Copy every entry below line for line, leaving the pictures out.
==== Data for this task ====
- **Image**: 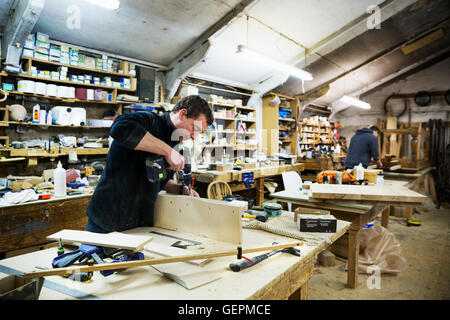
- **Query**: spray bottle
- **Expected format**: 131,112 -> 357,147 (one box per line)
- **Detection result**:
32,104 -> 41,123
====
**Result:**
- **Image**: 
- **Query**: spray bottle
- **Expected format**: 131,112 -> 357,147 (one box per line)
- **Detection result**:
32,104 -> 41,123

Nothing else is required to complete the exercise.